PROBLEM STATEMENT
According to the commit log below, which two manual page files in src/lib/libc/locale were modified?

SELECTION

+ + + +

Module Name:    src
Committed By:   riastradh
Date:           Sat Aug 17 00:29:21 UTC 2024

Modified Files:
        src/lib/libc/locale: c16rtomb.3 c32rtomb.3

Log Message:
c16rtomb(3), c32rtomb(3): Attempt a deturgidification pass.

Limit the jargon around surrogates.

PR lib/52374: <uchar.h> missing


To generate a diff of this commit:
cvs rdiff -u -r1.5 -r1.6 src/lib/libc/locale/c16rtomb.3 \
    src/lib/libc/locale/c32rtomb.3

Please note that diffs are not public domain; they are subject to the
copyright notices on the relevant files.

Modified files:

Index: src/lib/libc/locale/c16rtomb.3
diff -u src/lib/libc/locale/c16rtomb.3:1.5 src/lib/libc/locale/c16rtomb.3:1.6
--- src/lib/libc/locale/c16rtomb.3:1.5	Fri Aug 16 19:39:51 2024
+++ src/lib/libc/locale/c16rtomb.3	Sat Aug 17 00:29:21 2024
@@ -1,4 +1,4 @@
-.\"	$NetBSD: c16rtomb.3,v 1.5 2024/08/16 19:39:51 riastradh Exp $
+.\"	$NetBSD: c16rtomb.3,v 1.6 2024/08/17 00:29:21 riastradh Exp $
 .\"
 .\" Copyright (c) 2024 The NetBSD Foundation, Inc.
 .\" All rights reserved.
@@ -30,7 +30,7 @@
 .\"""""""""""""""""""""""""""""""""""""""""""""""""""""""""""""""""""""""""""""
 .Sh NAME
 .Nm c16rtomb
-.Nd Restartable UTF-16 code unit to multibyte conversion
+.Nd Restartable UTF-16 to multibyte conversion
 .\"""""""""""""""""""""""""""""""""""""""""""""""""""""""""""""""""""""""""""""

+ + + +

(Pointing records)
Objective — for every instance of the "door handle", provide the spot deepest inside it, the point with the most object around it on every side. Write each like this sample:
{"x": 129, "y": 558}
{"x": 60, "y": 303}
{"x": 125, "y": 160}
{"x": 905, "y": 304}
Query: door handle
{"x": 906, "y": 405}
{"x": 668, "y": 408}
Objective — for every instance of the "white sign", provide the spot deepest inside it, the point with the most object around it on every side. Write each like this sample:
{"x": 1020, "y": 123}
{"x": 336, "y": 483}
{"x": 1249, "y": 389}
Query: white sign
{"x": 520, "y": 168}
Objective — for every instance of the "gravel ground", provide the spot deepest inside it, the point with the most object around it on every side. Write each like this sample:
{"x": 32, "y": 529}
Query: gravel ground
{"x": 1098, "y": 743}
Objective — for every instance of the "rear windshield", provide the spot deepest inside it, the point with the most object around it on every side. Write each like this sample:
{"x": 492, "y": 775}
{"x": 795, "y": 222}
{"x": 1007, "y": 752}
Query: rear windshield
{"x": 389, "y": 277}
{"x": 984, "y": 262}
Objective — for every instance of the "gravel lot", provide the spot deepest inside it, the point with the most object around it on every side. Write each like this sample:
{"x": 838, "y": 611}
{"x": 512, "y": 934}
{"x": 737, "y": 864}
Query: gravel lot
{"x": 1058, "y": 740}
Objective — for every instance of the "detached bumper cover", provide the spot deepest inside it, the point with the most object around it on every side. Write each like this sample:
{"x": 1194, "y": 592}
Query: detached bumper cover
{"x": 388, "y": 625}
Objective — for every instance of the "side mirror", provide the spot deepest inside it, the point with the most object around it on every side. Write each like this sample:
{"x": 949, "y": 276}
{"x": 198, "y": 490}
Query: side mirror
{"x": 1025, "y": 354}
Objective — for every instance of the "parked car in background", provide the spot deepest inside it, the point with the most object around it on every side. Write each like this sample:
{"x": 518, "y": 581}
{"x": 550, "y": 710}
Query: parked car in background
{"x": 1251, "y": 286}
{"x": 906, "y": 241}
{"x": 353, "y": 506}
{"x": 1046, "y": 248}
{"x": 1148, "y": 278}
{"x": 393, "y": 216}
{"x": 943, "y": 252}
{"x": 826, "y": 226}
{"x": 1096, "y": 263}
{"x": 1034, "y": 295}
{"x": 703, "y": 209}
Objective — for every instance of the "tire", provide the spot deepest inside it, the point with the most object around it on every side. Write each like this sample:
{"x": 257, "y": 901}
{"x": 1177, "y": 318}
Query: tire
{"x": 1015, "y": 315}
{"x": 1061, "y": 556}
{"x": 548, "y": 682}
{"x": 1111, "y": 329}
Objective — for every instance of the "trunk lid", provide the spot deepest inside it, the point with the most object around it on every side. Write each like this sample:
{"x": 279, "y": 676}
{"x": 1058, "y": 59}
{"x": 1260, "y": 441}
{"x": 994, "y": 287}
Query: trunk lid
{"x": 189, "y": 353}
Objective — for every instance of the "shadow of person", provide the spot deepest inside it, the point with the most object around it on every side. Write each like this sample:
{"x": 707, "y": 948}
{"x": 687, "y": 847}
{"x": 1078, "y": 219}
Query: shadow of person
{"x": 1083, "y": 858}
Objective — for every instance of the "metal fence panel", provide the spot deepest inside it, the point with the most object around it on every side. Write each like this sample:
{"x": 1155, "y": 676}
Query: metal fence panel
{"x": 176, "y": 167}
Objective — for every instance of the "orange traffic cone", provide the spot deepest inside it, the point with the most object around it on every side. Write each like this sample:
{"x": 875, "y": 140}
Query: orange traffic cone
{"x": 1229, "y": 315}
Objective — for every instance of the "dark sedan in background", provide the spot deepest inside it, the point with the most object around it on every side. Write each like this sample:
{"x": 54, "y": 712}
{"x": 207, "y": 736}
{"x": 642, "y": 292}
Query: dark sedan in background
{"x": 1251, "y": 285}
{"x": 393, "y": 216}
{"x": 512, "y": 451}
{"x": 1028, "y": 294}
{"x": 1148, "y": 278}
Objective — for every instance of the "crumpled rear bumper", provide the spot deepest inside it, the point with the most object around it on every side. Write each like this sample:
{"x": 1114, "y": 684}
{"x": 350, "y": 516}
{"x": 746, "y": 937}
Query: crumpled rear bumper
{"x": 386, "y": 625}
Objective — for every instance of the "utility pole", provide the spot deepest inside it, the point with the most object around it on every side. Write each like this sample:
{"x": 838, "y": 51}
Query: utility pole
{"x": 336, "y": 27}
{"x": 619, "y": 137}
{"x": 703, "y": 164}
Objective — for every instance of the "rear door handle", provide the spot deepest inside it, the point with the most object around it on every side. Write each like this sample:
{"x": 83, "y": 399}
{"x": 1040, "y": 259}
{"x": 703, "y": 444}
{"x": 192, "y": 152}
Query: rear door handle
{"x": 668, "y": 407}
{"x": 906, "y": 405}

+ + + +

ANSWER TO THIS TASK
c16rtomb.3 and c32rtomb.3